Excerpts of pointing data
○ ○ ○
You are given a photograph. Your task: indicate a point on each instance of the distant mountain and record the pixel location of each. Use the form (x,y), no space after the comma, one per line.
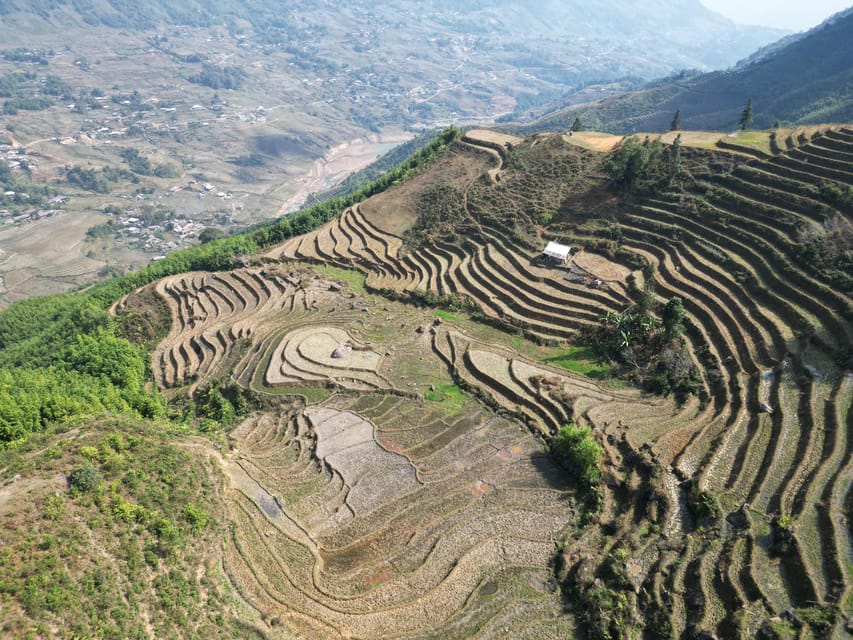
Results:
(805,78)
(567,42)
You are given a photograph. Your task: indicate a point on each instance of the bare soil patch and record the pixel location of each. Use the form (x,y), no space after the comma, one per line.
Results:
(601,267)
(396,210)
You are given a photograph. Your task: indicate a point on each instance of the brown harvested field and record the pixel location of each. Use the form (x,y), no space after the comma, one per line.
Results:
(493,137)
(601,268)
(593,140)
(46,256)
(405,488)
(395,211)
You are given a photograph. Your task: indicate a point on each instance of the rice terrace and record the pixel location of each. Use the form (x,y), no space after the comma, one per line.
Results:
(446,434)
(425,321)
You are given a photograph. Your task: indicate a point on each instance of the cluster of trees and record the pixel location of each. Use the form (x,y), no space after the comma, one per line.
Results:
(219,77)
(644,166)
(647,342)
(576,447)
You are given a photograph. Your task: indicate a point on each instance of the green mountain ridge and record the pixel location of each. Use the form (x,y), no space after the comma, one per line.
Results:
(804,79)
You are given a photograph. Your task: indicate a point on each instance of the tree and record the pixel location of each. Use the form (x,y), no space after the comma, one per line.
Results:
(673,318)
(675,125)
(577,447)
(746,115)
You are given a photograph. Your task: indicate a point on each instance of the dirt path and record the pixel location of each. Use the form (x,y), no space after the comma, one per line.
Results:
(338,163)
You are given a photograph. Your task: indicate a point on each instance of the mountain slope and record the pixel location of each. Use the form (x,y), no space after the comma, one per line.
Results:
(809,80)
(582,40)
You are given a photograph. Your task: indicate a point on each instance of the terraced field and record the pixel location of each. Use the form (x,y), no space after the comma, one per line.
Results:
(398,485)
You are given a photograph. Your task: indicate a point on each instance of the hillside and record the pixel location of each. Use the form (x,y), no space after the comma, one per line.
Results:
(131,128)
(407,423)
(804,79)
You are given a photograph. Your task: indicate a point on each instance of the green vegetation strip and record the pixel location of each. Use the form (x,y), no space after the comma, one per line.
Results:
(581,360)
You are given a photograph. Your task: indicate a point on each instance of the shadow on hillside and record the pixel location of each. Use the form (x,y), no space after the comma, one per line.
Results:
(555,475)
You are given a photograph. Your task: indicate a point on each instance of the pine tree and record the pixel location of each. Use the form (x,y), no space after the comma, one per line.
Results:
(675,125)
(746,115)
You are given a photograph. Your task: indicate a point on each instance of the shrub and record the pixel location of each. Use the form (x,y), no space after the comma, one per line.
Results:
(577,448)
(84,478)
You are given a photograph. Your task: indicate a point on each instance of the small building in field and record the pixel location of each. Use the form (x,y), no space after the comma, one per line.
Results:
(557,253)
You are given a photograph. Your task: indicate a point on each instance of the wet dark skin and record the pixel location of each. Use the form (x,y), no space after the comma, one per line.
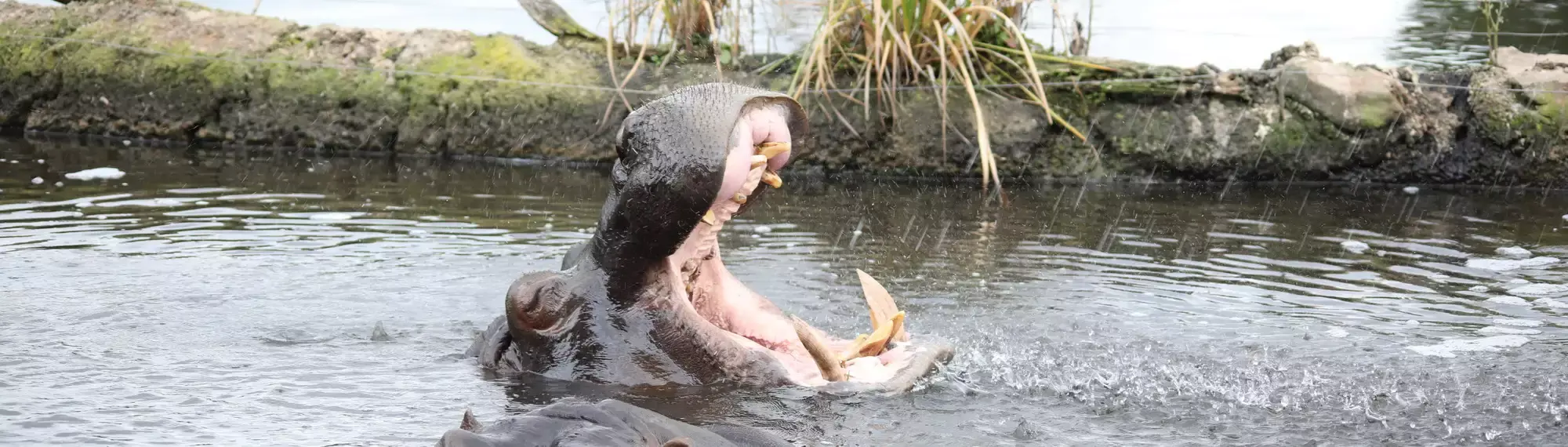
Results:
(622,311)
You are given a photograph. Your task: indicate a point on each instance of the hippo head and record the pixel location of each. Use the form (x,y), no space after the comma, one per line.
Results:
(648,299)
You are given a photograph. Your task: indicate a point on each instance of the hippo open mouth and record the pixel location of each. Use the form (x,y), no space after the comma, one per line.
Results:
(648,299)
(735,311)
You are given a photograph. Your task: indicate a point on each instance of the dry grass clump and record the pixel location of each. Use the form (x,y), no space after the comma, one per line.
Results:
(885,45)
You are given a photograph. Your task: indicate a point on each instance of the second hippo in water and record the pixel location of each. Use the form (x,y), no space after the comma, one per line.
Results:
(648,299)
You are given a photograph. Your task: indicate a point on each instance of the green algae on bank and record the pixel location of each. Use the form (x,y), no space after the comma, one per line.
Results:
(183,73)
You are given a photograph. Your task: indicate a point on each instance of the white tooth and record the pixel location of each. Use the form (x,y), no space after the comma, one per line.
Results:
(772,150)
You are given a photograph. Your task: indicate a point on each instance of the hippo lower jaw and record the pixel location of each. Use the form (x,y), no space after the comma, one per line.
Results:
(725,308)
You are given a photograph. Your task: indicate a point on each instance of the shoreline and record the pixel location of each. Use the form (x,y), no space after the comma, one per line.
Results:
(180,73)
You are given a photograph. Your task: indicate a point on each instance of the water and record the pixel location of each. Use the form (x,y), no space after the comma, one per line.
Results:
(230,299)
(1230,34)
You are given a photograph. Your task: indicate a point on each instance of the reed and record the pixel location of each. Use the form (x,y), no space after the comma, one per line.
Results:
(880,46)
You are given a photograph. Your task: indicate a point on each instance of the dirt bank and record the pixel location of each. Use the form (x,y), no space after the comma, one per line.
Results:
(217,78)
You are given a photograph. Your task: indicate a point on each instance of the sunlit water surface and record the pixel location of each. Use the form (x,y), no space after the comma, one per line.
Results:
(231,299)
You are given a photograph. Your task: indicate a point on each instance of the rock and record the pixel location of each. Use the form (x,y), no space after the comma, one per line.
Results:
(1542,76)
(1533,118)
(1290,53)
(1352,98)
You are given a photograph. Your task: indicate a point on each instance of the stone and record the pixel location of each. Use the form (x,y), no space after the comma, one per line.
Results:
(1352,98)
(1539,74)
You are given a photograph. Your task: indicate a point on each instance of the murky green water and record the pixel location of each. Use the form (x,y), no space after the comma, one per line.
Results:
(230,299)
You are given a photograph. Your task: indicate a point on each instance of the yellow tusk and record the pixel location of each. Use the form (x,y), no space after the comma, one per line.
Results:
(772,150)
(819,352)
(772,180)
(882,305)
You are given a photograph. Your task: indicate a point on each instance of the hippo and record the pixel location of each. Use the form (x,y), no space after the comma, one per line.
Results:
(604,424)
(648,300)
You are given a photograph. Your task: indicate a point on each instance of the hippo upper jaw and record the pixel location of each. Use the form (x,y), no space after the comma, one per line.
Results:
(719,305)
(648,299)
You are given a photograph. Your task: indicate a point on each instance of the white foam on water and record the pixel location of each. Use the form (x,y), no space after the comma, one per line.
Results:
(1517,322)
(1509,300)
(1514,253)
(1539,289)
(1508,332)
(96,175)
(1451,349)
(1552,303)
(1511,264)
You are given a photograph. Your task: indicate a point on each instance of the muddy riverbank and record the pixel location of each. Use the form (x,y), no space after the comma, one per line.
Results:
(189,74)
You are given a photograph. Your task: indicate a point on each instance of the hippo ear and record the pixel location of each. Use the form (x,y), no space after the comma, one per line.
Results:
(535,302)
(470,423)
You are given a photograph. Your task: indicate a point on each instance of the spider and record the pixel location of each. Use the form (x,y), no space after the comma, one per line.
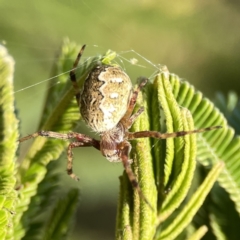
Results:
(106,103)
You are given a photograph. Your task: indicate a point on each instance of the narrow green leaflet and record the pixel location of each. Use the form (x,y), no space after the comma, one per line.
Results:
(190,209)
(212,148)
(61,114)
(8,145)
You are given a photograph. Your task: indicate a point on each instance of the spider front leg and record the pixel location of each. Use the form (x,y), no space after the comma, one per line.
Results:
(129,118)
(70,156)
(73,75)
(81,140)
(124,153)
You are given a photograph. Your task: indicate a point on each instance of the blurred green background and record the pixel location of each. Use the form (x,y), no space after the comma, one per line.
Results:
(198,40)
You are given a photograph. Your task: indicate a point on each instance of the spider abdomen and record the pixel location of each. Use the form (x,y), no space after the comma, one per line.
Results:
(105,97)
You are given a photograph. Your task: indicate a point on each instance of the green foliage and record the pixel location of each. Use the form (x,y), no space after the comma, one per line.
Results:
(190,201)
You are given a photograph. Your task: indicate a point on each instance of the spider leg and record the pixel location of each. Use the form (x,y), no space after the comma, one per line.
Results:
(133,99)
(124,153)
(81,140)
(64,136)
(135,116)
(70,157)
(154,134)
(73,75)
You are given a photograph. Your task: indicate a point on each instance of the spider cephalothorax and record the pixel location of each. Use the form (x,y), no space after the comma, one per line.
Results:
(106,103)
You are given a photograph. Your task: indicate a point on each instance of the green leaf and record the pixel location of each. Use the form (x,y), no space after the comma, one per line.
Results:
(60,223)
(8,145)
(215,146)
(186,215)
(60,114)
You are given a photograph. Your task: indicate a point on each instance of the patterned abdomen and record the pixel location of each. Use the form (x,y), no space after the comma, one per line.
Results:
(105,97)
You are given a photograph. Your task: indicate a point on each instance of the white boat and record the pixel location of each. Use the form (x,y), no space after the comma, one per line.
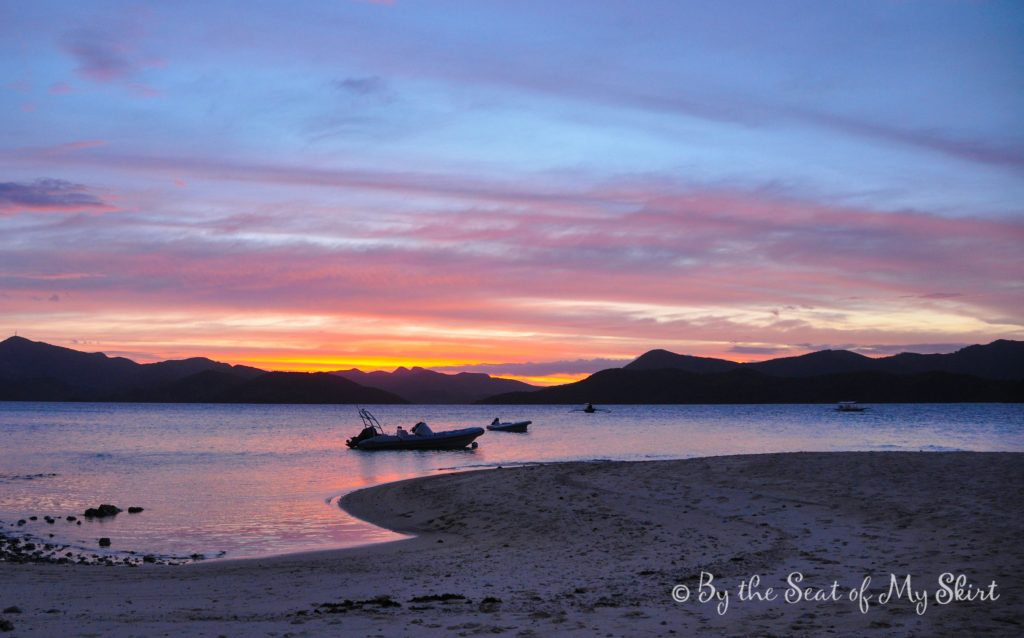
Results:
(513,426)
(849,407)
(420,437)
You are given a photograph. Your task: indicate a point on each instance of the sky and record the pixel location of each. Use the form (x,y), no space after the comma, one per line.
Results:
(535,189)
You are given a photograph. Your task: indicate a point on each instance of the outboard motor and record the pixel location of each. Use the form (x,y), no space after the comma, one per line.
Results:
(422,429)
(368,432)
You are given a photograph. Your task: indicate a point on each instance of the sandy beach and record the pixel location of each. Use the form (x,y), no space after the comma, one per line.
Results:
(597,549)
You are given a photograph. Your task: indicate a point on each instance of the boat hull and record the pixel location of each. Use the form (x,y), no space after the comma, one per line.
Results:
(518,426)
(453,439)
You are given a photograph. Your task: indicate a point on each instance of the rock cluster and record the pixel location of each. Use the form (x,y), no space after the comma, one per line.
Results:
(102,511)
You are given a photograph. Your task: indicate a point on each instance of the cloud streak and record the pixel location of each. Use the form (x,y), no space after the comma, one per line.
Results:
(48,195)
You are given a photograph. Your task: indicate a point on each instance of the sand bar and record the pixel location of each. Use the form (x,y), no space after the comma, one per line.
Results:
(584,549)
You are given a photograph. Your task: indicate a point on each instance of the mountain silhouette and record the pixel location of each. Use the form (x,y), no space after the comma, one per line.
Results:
○ ○ ○
> [Task goal]: Beginning at the line that holds "the rock cluster", reproduce each line of the records above down to and including the last one.

> [The result]:
You are given a photograph. Your task: indicate a point on each instance of the rock cluster and record the pixel location of each. Use the form (x,y), no space after the comma, one per line.
Results:
(102,511)
You are given a photograph. Your task: indicate a point on each instance of the cloud streak and record the pixel location of each. Use the form (x,y), no space after the comma, one per line.
Results:
(48,195)
You are given a photograph. Your task: indicate a point on each instance of the sand bar and record the pixel location of each. Use the form (x,y), no space after the comma, one per line.
Results:
(584,549)
You are given a photograph. Your task: indicate a point on each instance of the mountain silhouette and record the pixel location of each. Use the form (x,y), no space after the comma, one per line.
Results:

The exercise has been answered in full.